Source extract –
--- BEGIN ---
The Amgen Tour of California enters its second decade in 2016, this being the 11th edition of the race. Usually it’s a sprint fest with a key G.C. stage or two plus a time trial, but this year the course is much more suited to the puncheurs of the peloton, with fewer chances for the pure fast men. It is the premier stage race in the US, followed by the USA Pro Challenge and Tour of Utah – so it’s no surprise that the US world tour teams and major US riders are all present. Since 2010 it has been held in May (originally it was in February), so it has to compete with the Giro to attract the big names; however that hasn’t hindered the racing, and last year’s edition was one of our favourite stage races of 2015. Awkwardly, the title sponsor Amgen produces the drug Erythropoietin, also known as EPO! Presumably they don’t throw free samples out of the caravan ahead of the race.
General Classification Contenders
Rohan Dennis and Samuel Sánchez will be joint leaders for BMC this year. The Australian hasn’t had the successful spring that he did in 2015 having suffered from illness and only making his return at the Tour de Yorkshire. He will be favourite for the stage 6 time trial (with his main goal this year the Olympics), but he may fade on the climbs of the stage preceding this – his G.C. ambitions may be over before the race against the clock. Sammy Sánchez on the other hand has been in great form; fourth at Liège-Bastogne-Liège and sixth at La Flèche Wallonne, plus sixth in G.C. at País Vasco. Team leadership will be decided on the climbs, but the Spaniard is in pole postion at the moment. They also have a very strong team with Taylor Phinney, Greg Van Avermaet, and Brent Brookwalter
Cannondale come with Lawson Craddock as the home nation’s favourite; he went well in País Vasco and Critérium International, with multiple top ten stage finishes against the best climbers, and finishing in the top 10 on G.C. in both those races. He’ll have support from Patrick Beven, who was tenth on G.C. at the Tour Down Under, as well as Tom Skujiņš, who won a stage here last year. Andrew Talansky is also here, but you have to feel sorry for him really; he seems to be the Matty Goss of G.C. riders, with his best days rapidly slipping behind him as he quietly slips down into a domestique role.
Arguably, Julian Alaphilippe lost last year’s Tour of California because Mark Cavendish was on his team; if Etixx-Quickstep hadn’t worked for the Manx man in the sprints then Alaphilippe would have had the support to take those last couple of seconds. The Frenchman surprised everyone on the climbs and lost out to Peter Sagan (who surprised everyone even more!). This year the team is solely focused on Alaphilippe for the G.C. After a tough winter suffering from mononucleosis, and recovering from that in the early part of the season, he came back strong with a second place at Flèche Wallonne. He should, therefore, be peaking at the right time for this race. If he can repeat his performances on the climbs like last year and limit his losses in the time trial, he will be hard to beat. A strong team of Petr Vakoç, Zdeněk Štybar, and Tom Boonen will be there to support.
--- END ---
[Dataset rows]
--- BEGIN ---
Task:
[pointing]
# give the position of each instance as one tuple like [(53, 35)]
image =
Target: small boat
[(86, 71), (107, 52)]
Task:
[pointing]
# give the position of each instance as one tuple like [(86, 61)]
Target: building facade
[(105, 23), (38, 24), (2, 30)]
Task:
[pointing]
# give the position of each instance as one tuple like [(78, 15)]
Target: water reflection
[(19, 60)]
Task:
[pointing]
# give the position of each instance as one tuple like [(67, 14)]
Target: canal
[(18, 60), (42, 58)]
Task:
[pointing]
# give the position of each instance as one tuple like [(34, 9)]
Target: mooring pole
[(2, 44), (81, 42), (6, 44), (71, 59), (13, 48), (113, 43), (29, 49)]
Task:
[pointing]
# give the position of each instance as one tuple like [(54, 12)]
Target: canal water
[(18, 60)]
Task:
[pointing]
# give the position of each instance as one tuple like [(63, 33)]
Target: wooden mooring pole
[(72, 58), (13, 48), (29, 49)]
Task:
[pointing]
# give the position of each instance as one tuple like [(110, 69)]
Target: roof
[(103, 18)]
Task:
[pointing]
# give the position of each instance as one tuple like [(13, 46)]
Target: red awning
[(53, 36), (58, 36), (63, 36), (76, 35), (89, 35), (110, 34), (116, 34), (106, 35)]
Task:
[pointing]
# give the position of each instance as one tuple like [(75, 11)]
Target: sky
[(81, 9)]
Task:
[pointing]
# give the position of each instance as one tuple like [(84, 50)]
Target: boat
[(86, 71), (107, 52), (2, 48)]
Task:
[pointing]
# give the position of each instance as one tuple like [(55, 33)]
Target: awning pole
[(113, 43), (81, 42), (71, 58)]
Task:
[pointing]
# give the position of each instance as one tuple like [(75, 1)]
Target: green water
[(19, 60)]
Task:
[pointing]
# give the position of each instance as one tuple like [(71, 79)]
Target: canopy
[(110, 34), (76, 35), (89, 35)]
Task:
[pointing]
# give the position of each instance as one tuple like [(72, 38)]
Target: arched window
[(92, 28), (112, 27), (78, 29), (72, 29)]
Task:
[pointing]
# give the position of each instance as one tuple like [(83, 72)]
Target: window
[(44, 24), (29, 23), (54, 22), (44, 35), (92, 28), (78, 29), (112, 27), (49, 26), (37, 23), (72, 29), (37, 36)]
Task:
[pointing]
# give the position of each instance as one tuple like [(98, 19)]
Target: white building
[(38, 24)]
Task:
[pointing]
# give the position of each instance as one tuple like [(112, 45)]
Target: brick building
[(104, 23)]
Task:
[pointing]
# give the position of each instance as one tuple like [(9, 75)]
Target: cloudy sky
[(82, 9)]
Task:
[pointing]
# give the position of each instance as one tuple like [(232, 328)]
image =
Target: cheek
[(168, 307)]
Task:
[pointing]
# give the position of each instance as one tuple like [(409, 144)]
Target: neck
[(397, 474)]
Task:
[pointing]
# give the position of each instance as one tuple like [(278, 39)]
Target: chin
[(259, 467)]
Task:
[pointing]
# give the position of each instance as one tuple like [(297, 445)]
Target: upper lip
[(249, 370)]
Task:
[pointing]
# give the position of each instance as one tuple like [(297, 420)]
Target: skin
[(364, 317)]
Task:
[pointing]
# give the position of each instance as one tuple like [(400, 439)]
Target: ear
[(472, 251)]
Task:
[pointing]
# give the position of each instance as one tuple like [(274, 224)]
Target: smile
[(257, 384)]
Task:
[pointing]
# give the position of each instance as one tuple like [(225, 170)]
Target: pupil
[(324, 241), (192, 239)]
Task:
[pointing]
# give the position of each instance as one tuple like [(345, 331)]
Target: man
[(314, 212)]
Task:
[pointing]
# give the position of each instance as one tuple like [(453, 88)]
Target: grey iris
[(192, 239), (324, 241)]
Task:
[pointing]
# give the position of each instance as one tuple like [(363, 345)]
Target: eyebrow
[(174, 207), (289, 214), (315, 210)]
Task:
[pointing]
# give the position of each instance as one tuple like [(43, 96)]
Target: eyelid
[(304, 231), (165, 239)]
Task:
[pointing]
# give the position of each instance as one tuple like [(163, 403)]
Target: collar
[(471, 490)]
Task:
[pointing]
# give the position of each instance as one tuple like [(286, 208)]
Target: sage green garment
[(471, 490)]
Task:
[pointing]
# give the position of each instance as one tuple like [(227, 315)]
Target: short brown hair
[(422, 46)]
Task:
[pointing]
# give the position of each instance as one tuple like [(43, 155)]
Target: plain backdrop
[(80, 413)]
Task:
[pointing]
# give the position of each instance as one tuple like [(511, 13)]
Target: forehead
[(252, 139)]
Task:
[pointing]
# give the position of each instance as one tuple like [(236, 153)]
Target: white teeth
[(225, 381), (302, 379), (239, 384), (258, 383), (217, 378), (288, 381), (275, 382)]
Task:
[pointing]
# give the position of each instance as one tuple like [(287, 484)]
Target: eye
--- END ---
Given exercise –
Answer these questions using the Tour of California preview.
(a) In what month has the race been held since 2010?
(b) Which stage is Rohan Dennis named as the favorite for?
(c) What illness did Julian Alaphilippe suffer from over the winter?

Final result –
(a) May
(b) The stage 6 time trial
(c) Mononucleosis